------ Material to process ------
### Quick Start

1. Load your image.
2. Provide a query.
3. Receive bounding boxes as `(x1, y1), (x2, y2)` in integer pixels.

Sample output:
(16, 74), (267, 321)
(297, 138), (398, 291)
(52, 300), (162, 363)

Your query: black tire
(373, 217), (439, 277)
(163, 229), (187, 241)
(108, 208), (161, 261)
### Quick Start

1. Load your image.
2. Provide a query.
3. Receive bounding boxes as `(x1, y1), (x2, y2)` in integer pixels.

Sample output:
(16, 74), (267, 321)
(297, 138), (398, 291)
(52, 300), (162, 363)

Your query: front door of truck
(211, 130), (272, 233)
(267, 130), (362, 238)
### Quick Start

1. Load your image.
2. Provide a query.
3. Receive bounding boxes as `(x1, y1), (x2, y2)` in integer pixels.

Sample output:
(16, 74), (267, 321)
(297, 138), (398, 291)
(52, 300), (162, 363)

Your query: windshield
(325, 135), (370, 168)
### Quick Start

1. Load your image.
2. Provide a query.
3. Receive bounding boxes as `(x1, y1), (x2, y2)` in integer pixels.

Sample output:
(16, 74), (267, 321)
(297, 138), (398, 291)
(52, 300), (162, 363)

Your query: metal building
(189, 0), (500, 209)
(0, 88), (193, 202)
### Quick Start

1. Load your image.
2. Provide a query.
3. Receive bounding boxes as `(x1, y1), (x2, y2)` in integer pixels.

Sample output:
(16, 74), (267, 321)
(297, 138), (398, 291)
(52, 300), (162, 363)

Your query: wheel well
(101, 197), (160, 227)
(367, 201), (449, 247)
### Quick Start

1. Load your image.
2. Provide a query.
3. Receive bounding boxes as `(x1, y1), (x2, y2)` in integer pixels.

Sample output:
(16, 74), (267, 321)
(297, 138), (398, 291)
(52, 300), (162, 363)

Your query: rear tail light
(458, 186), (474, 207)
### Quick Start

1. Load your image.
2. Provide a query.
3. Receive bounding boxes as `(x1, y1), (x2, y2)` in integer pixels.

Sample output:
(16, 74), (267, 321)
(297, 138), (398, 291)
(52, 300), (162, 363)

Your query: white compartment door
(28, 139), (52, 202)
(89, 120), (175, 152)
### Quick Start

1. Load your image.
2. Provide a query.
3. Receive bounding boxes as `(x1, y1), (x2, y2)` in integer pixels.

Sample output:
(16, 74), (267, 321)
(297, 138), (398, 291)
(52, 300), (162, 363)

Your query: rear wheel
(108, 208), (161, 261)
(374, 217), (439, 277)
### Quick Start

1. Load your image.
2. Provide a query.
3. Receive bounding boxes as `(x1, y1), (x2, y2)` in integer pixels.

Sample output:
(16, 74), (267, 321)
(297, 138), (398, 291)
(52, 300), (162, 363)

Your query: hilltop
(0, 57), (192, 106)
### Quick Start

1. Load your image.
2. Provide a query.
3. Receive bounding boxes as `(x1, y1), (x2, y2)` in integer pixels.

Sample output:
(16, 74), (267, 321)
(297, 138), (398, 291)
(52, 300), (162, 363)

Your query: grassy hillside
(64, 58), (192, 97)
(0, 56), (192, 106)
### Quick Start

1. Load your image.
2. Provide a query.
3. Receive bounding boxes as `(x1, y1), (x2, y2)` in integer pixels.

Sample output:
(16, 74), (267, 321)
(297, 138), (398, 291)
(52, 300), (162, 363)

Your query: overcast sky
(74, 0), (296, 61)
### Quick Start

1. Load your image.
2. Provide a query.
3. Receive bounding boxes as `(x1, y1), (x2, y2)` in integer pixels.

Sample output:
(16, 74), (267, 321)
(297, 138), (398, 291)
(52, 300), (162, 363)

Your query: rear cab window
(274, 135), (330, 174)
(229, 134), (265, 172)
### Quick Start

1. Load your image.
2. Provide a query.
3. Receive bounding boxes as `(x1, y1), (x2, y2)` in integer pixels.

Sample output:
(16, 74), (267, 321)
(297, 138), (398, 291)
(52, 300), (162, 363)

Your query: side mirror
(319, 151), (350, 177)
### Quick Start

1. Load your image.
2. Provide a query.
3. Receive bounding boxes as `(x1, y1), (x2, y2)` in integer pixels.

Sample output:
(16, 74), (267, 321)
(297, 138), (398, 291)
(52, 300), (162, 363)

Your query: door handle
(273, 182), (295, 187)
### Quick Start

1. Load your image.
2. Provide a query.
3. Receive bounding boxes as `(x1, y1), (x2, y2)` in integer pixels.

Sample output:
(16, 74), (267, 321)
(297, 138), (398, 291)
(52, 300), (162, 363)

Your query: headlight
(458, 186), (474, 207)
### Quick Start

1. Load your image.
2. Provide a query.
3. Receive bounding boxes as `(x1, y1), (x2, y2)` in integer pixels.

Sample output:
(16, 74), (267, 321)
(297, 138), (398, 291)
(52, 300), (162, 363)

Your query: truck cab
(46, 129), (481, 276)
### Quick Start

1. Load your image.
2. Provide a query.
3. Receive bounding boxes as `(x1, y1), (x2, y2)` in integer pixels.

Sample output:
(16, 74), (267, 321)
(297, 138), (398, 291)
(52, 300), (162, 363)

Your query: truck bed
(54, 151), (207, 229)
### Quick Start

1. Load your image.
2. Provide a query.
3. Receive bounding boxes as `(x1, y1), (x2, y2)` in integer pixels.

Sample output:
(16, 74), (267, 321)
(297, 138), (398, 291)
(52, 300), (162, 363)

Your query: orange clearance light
------
**Task to complete**
Extract, word for word, each line of the listing above.

**Finished exercise**
### Quick Start

1. Load your image.
2. Provide a query.
3. Receive bounding boxes as `(x1, y1), (x2, y2)` in integer pixels.

Sample output:
(16, 74), (267, 321)
(297, 138), (398, 291)
(52, 300), (162, 363)

Your query: black tire
(373, 217), (439, 277)
(163, 229), (187, 241)
(108, 208), (161, 261)
### Quick Start

1. Load your image.
2. Provide a query.
3. Receive bounding boxes as `(x1, y1), (x2, y2)` in integer pixels.

Sample output:
(16, 74), (267, 321)
(297, 138), (398, 291)
(52, 300), (162, 363)

Your query: front door of truck
(211, 130), (272, 233)
(267, 130), (362, 238)
### Quick Start

1. Load your image.
2. Provide a query.
3. Receive bounding boxes as `(x1, y1), (x2, y2)` in integer pixels.

Sample output:
(16, 74), (267, 321)
(297, 138), (398, 291)
(52, 300), (162, 363)

Your query: windshield
(325, 135), (370, 168)
### Quick Start

1. Load your image.
2. Provide a query.
3. Receive bounding boxes as `(x1, y1), (x2, y2)` in integer pixels.

Sample output:
(16, 74), (267, 321)
(297, 138), (398, 291)
(52, 300), (162, 363)

Your query: metal building
(189, 0), (500, 209)
(0, 88), (193, 202)
### Quick Start

1. Load your image.
2. Provide a query.
3. Receive bounding boxes as `(x1, y1), (x2, y2)` in integer pixels.

Sample output:
(16, 74), (267, 321)
(297, 138), (398, 291)
(52, 300), (162, 363)

Your query: wheel well
(101, 197), (160, 227)
(367, 201), (449, 247)
### Quick Start

1. Load your image.
2. Provide a query.
3. Receive bounding boxes as `(x1, y1), (x2, y2)` in integer pixels.

Sample output:
(16, 74), (267, 321)
(297, 138), (398, 291)
(52, 300), (162, 363)

Your query: rear tail light
(458, 186), (474, 207)
### Quick Start

1. Load your image.
2. Provide a query.
3. Receive bounding boxes as `(x1, y1), (x2, y2)` in integer pixels.

Sample output:
(16, 74), (267, 321)
(297, 138), (398, 291)
(52, 300), (162, 363)

Your query: white compartment door
(28, 139), (52, 202)
(89, 120), (175, 152)
### Quick Start

1. Load your image.
2. Provide a query.
3. Receive bounding boxes as `(x1, y1), (x2, y2)` in integer pixels.

Sample output:
(16, 74), (267, 321)
(297, 138), (398, 291)
(52, 300), (162, 363)

Your query: rear wheel
(108, 208), (161, 261)
(374, 217), (439, 277)
### Quick Start

1. Load your image.
2. Provide a query.
3. Receive bounding boxes as `(x1, y1), (x2, y2)` in integer pixels.

Sample output:
(16, 74), (267, 321)
(297, 138), (398, 291)
(52, 300), (162, 363)

Your query: hilltop
(0, 57), (192, 106)
### Quick Start

1. Load your image.
2. Provide a query.
3. Receive bounding boxes as `(x1, y1), (x2, y2)` in integer pixels.

Sample output:
(16, 74), (267, 321)
(297, 138), (398, 291)
(52, 300), (162, 363)

Your query: grassy hillside
(64, 58), (192, 97)
(0, 56), (192, 106)
### Quick Start

1. Load your image.
2. Provide a query.
3. Receive bounding boxes as `(x1, y1), (x2, y2)` in integer pixels.

Sample output:
(16, 74), (267, 321)
(297, 138), (398, 291)
(52, 300), (162, 363)

Your query: overcast sky
(74, 0), (296, 61)
### Quick Start

1. Load your image.
2. Provide a query.
3. Receive bounding boxes as `(x1, y1), (x2, y2)` in integer pixels.

Sample output:
(16, 74), (267, 321)
(297, 138), (398, 291)
(52, 300), (162, 363)

Your query: rear cab window
(274, 135), (330, 174)
(229, 134), (265, 172)
### Quick Start

1. Load your image.
2. Provide a query.
3. Receive bounding boxes as `(x1, y1), (x2, y2)` in integer pixels.

Sample output:
(16, 74), (267, 321)
(297, 138), (398, 291)
(52, 300), (162, 363)

Your query: side mirror
(319, 151), (350, 177)
### Quick Start

1. Load your image.
2. Provide a query.
3. Receive bounding boxes as `(x1, y1), (x2, y2)` in integer pixels.

Sample output:
(16, 74), (267, 321)
(297, 138), (398, 291)
(52, 300), (162, 363)

Your query: door handle
(273, 182), (295, 187)
### Quick Start

1. Load your image.
2. Provide a query.
3. Receive bounding boxes as `(x1, y1), (x2, y2)` in integer pixels.

Sample output:
(16, 74), (267, 321)
(297, 138), (398, 291)
(52, 300), (162, 363)

Your query: headlight
(458, 186), (474, 207)
### Quick Start

1. Load your image.
2. Provide a query.
3. Receive bounding boxes as `(x1, y1), (x2, y2)` in integer pixels.

Sample output:
(16, 74), (267, 321)
(297, 138), (398, 291)
(52, 300), (162, 363)

Your query: truck cab
(46, 129), (481, 276)
### Quick Start

1. Load your image.
2. Provide a query.
3. Receive bounding boxes as `(x1, y1), (x2, y2)` in integer pixels.

Sample output:
(16, 74), (267, 321)
(297, 138), (398, 291)
(52, 300), (162, 363)

Your query: truck bed
(54, 151), (207, 229)
### Quick Start

1. Load your image.
2. Provide a query.
3. Receive bounding boxes as `(x1, y1), (x2, y2)` in integer pixels.

Sample output:
(16, 74), (267, 321)
(297, 138), (398, 291)
(52, 300), (162, 363)

Your query: orange clearance light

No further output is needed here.